[Input data Boundary: Start]
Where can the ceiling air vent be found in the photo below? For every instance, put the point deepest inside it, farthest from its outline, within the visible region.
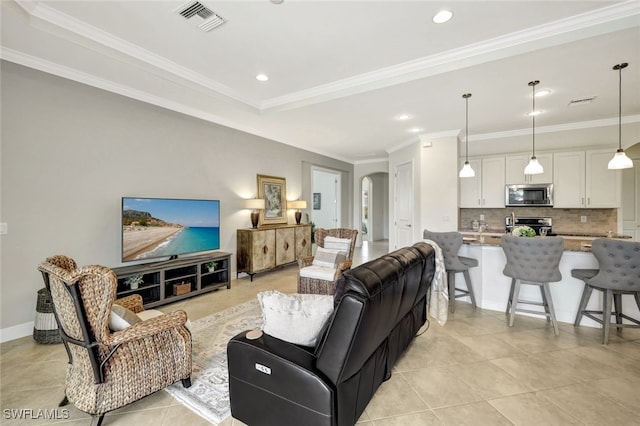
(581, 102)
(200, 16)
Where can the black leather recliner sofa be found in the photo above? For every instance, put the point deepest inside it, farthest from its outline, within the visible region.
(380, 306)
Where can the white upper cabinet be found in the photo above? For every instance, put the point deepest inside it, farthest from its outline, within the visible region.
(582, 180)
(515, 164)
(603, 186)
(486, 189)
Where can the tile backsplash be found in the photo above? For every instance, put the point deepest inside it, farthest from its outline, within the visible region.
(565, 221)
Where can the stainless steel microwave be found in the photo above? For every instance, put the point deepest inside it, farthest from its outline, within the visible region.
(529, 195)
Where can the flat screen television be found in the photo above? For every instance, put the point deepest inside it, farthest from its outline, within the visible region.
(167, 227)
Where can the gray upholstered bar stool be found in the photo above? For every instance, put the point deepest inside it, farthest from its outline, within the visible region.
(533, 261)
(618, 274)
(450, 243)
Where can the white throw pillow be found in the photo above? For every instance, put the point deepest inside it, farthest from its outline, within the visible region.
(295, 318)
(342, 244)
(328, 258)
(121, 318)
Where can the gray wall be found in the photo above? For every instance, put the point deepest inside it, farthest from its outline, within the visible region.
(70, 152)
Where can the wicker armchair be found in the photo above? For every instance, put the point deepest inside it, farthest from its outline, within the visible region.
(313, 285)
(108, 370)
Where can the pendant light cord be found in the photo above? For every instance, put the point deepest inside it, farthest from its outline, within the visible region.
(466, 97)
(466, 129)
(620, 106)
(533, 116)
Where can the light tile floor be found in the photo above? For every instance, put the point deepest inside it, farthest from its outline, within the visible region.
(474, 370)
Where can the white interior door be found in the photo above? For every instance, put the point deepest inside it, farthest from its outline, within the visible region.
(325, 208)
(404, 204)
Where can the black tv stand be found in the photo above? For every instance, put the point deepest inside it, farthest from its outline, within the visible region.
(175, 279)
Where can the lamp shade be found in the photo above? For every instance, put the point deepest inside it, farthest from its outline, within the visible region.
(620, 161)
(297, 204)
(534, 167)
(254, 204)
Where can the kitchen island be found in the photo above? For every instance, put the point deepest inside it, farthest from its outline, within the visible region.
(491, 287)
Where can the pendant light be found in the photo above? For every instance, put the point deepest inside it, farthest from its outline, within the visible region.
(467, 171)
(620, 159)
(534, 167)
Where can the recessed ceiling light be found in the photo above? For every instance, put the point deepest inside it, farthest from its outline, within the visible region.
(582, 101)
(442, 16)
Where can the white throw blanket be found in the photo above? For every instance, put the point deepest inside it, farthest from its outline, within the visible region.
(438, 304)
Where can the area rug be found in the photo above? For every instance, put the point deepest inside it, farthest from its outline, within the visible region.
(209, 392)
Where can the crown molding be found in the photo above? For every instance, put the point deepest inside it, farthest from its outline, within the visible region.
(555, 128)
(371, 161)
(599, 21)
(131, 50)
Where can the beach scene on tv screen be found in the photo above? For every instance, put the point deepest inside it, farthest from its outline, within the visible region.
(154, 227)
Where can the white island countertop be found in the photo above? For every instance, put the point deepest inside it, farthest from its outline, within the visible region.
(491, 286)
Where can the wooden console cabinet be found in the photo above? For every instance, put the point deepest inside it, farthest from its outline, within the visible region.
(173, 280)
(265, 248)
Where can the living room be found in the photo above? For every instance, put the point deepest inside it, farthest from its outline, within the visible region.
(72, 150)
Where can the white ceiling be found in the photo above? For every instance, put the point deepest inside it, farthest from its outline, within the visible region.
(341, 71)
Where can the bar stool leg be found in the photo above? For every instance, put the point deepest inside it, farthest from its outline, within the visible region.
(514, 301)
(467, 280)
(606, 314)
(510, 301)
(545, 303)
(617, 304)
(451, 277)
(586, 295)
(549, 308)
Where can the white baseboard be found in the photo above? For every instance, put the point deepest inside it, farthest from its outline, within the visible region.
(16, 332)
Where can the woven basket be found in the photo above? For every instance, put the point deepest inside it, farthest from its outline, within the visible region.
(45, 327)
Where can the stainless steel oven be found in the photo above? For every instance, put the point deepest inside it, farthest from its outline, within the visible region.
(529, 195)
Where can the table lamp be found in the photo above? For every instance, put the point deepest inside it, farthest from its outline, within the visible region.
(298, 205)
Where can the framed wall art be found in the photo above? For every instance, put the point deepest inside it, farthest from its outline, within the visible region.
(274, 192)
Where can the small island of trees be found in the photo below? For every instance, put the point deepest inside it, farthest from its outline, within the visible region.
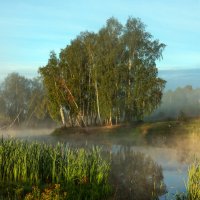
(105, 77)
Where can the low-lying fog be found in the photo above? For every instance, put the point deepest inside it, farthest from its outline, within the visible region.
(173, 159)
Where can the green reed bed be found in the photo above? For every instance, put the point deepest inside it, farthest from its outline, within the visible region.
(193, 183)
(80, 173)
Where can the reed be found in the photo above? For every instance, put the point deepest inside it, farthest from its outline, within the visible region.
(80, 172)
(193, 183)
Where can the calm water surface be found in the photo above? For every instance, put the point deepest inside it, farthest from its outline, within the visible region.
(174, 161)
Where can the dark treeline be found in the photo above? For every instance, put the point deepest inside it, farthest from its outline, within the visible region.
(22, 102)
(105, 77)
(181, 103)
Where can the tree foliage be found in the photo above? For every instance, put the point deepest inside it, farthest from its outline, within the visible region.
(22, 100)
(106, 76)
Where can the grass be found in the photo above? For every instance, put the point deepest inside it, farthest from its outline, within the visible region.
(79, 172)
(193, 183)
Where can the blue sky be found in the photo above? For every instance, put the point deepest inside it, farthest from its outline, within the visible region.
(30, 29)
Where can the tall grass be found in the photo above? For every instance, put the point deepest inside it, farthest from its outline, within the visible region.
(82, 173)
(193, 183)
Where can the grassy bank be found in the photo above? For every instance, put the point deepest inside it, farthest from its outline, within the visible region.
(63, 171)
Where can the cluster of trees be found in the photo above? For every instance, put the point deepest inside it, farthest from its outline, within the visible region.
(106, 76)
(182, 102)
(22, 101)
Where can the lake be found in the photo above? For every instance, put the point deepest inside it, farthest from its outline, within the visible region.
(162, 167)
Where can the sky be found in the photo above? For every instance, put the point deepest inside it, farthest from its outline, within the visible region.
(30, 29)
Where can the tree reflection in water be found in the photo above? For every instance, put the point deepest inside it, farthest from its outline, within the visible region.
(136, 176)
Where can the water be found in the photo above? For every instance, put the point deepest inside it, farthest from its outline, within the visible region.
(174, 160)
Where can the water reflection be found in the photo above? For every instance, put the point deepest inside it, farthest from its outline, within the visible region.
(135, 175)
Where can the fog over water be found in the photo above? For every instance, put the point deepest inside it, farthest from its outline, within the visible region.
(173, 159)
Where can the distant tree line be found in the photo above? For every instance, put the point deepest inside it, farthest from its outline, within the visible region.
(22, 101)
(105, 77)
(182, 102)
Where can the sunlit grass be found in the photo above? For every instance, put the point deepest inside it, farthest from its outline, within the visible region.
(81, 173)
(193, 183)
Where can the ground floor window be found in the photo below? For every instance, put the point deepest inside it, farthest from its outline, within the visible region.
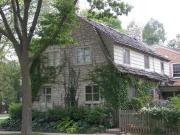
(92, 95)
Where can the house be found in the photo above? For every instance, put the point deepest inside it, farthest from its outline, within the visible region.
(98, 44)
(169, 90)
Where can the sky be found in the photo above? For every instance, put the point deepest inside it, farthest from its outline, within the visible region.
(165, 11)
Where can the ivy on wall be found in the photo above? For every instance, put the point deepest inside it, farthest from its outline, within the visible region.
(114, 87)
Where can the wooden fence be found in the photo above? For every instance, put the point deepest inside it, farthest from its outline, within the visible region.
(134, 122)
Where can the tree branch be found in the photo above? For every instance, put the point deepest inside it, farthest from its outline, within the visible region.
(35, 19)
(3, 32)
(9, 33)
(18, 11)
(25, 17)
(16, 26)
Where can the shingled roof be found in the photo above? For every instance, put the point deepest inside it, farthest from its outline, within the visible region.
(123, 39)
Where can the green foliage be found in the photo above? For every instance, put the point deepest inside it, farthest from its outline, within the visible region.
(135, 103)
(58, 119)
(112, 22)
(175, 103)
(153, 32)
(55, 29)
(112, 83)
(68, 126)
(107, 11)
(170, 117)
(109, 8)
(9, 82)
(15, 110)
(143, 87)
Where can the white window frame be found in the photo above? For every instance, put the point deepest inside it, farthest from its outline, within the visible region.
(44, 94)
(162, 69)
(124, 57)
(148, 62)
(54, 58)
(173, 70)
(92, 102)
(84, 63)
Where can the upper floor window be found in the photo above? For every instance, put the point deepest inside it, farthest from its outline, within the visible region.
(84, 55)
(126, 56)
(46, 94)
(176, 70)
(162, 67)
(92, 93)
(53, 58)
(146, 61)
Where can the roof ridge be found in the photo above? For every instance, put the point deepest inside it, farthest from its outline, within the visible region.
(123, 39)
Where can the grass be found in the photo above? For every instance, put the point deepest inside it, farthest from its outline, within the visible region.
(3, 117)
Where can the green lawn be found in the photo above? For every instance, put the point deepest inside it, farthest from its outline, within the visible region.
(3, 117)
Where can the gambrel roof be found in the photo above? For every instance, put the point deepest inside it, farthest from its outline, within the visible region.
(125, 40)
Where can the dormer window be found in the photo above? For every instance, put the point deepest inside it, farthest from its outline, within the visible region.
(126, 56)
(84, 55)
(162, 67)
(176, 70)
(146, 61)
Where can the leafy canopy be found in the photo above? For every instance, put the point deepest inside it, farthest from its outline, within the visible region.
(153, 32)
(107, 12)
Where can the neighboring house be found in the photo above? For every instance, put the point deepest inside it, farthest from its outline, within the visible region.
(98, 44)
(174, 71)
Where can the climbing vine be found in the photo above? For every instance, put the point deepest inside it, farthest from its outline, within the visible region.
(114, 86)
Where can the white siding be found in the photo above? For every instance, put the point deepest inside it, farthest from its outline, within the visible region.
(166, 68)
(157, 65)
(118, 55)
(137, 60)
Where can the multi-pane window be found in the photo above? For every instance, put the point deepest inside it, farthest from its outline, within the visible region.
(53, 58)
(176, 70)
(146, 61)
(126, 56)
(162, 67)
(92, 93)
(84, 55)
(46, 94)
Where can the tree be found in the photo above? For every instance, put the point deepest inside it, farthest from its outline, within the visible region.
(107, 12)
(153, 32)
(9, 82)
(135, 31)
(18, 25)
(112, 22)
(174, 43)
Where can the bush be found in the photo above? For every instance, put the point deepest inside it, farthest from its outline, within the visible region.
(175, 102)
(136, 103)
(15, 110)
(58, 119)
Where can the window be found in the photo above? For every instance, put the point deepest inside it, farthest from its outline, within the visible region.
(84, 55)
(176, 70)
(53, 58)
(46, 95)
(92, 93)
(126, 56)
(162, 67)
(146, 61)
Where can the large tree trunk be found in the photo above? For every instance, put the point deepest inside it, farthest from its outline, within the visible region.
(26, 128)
[Input data Boundary: End]
_Task to carry out_.
Repeat the line containing "Where can the multi-pane" and all subsequent lines through the final line of the data, exactly and with no others.

_Solution below_.
Where can the multi-pane window be found in the photo above? For every instance, put the point deepest inside it, farthest from its outline, within the visible region.
(53, 58)
(176, 70)
(146, 61)
(126, 56)
(162, 67)
(92, 93)
(84, 55)
(46, 94)
Where can the tree be found in the photo above? For every instance, put the point deepest inside it, farthest from its outline, within the visible region.
(107, 12)
(153, 32)
(9, 82)
(135, 31)
(18, 25)
(112, 22)
(174, 43)
Where can the bush be found in the photo above? For every instance, put the point deepest inside it, farthest from its outline, within the visible region.
(175, 102)
(136, 103)
(15, 110)
(58, 119)
Where can the window be found in the photo above? For every instance, put the point deepest inside it, farthest from its outline, within the visible region.
(84, 55)
(176, 70)
(53, 58)
(46, 95)
(92, 93)
(126, 56)
(162, 67)
(146, 61)
Where can the large tree trunk be found in the photo above? For every instance, put the point deepest inside it, farthest from its outline, within the visible region.
(26, 128)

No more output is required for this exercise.